(INPUT FOR THIS TASK Opens)

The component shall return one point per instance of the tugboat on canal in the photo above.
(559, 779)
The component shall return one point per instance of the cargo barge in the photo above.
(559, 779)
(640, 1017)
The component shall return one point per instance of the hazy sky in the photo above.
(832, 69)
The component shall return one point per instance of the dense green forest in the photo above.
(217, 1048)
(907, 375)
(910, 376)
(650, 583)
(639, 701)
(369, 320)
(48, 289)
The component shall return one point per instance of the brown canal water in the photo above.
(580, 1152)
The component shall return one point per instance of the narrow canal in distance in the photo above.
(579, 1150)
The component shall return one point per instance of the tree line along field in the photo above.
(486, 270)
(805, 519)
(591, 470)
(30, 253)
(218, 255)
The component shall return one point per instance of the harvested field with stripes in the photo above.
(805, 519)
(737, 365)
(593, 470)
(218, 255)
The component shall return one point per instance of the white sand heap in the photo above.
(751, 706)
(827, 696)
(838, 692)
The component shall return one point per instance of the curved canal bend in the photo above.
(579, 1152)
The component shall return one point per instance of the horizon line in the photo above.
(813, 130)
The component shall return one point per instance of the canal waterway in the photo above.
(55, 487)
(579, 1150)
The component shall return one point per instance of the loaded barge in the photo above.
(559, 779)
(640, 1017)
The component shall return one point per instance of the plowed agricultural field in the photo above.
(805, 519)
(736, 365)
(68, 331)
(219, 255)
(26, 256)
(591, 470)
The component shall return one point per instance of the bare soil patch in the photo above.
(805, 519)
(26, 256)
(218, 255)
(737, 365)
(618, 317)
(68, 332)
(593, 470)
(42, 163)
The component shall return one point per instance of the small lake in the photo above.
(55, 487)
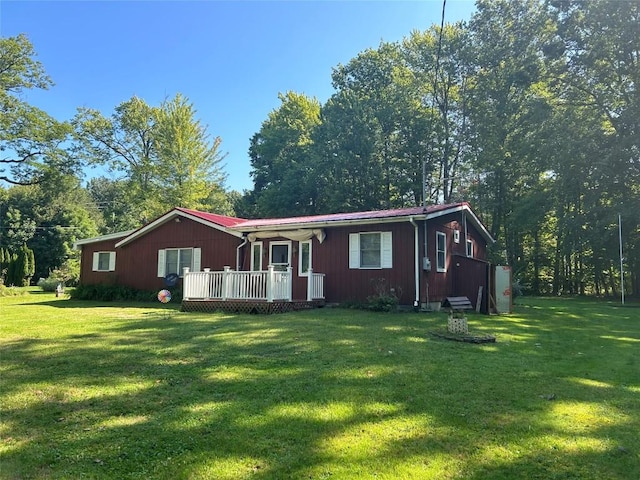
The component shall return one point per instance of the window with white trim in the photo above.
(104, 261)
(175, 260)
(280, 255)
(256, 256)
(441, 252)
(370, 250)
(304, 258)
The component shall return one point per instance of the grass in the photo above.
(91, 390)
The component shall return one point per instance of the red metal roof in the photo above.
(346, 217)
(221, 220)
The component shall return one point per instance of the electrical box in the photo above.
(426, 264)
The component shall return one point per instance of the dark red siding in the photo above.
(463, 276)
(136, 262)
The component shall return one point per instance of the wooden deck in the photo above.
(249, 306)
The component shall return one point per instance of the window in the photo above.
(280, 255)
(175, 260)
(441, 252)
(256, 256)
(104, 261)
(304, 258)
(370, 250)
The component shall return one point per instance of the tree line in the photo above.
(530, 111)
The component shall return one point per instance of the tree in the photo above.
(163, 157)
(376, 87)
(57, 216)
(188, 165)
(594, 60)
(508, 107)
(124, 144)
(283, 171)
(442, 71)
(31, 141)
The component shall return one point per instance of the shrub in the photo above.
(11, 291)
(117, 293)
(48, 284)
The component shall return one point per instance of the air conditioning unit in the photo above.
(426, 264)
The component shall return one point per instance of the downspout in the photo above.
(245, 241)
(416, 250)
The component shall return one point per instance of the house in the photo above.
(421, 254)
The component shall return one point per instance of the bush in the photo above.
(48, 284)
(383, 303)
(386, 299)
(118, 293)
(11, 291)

(INPUT FOR THIS TASK Closes)
(INPUT FOR THIS TASK Opens)

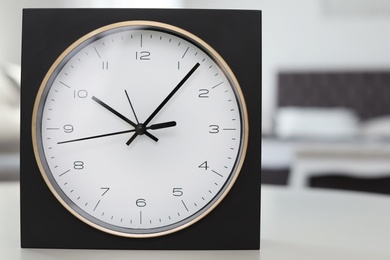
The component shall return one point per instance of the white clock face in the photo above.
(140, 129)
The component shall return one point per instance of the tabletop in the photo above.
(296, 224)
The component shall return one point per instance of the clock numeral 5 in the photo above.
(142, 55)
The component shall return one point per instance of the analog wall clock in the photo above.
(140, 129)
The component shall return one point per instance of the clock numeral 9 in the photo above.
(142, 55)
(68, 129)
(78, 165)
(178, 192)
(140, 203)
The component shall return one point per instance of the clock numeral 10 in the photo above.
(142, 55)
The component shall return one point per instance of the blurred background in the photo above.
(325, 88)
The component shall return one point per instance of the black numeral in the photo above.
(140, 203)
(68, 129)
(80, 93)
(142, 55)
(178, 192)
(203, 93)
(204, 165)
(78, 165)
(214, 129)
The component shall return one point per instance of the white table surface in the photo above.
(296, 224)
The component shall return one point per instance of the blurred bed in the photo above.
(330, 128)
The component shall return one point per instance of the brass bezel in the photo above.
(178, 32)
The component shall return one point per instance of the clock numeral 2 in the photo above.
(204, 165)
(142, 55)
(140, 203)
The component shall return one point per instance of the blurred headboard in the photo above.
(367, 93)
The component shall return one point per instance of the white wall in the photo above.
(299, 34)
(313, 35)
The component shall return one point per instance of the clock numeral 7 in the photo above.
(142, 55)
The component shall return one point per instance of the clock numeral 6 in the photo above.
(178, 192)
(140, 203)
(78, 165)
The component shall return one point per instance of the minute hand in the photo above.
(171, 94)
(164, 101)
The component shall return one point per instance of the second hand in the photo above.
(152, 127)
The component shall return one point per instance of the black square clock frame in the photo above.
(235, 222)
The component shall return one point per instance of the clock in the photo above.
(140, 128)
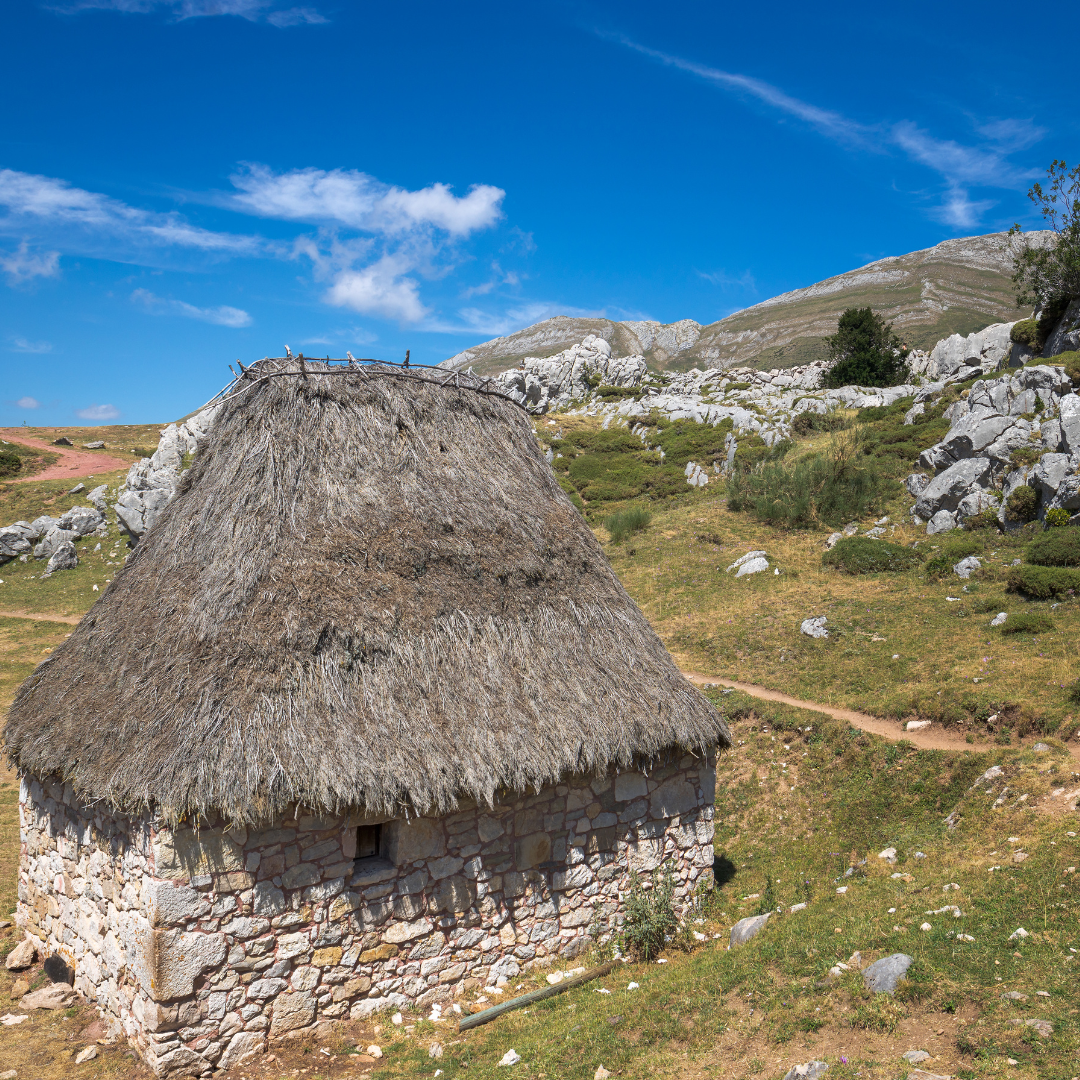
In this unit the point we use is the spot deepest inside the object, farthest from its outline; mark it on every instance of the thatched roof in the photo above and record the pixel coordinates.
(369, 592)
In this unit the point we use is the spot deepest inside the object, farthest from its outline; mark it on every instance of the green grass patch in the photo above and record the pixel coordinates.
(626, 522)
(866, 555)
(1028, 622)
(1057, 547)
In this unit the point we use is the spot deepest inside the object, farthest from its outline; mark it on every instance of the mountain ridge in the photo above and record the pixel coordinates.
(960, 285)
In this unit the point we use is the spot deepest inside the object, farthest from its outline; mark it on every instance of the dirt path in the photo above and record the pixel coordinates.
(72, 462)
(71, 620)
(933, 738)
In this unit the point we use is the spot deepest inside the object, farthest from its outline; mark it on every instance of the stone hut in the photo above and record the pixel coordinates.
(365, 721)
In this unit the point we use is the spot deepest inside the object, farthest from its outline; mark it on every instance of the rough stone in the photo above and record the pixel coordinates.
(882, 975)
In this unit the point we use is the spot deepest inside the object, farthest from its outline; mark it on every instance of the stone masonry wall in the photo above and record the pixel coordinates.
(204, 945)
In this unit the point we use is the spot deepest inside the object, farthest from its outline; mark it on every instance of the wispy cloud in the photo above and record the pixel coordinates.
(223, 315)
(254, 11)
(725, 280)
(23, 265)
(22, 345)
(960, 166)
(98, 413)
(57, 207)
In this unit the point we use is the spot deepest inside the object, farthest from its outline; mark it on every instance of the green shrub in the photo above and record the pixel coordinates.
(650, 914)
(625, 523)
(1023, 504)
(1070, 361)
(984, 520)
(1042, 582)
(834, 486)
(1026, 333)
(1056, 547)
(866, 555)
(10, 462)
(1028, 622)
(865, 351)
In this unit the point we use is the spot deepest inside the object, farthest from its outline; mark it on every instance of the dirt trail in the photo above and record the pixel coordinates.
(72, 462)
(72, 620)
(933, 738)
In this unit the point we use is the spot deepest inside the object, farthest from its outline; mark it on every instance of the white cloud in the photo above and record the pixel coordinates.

(INPUT FOR THIS TASK Closes)

## [PROBLEM DETAILS]
In the entries above, one line contains "the dirt path" and another contains "the white cloud". Reproduce exactly those two lines and the lines between them, nothing else.

## [ANSWER TO THE PROBLEM]
In this unit the point we use is the spot deepest inside the object, farthest from its outline; mark it on every instance of the dirt path in the photo above and record the pixel coordinates.
(72, 462)
(71, 620)
(933, 738)
In this unit the point we use is the spot deepest inside the object, farthest from its outline; mark it on every instance of the stone hut in the photo above and record the pixel coordinates.
(365, 721)
In this unit the point we use is the spot deepest inside the object, farthest from its outline; mark it on every instance of the rough stone in the photo above and record the pixel coordinates.
(882, 975)
In this unit the point we use is the spot deepest inside the object, farthest from its outline; mark it on every instance of the stone masonry wall in the photo above and record the pixel coordinates.
(204, 945)
In this unit the point we use is the spot deepest inside the object, farthest from its outline; mark it on every instance of the wispy cloud in the photo above and record the pixel coordinates.
(223, 315)
(254, 11)
(725, 280)
(23, 265)
(22, 345)
(960, 166)
(98, 413)
(57, 207)
In this unit the point we use is the spot deepest inside the object, farthest from its outline; mark it on every instance of the green shrub in the photo above and record the pixel coordinates.
(650, 914)
(625, 523)
(1023, 504)
(1070, 361)
(984, 520)
(1042, 582)
(834, 486)
(1026, 333)
(1056, 547)
(866, 555)
(10, 462)
(1028, 622)
(865, 351)
In this unit the point we use is the spot deepest inside the object, farthest from its outline; mark it on every instance of the dirt trail in the photo above and record the pixel coordinates.
(72, 462)
(72, 620)
(933, 738)
In this unit the point we use is the spot deepest inside the object, farthest from its outline; mark it on every instance of the white cloud in the photo above and record the pixel coordinates.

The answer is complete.